> [Exercise task]: Write the lines of each item as a numbered list, leaving out any blank lines.

>> start Data for this exercise

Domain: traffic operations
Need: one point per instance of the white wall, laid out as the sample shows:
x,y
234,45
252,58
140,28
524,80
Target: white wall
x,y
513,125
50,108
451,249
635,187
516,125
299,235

>> end Data for this exercise

> [Solution below]:
1. Domain: traffic operations
2. Need: one point per instance of the white wall, laid out as the sample shows:
3. x,y
4. 234,45
5. 252,58
6. 140,28
7. 524,80
8. Target: white wall
9. x,y
10. 513,125
11. 50,108
12. 451,249
13. 635,187
14. 516,125
15. 299,235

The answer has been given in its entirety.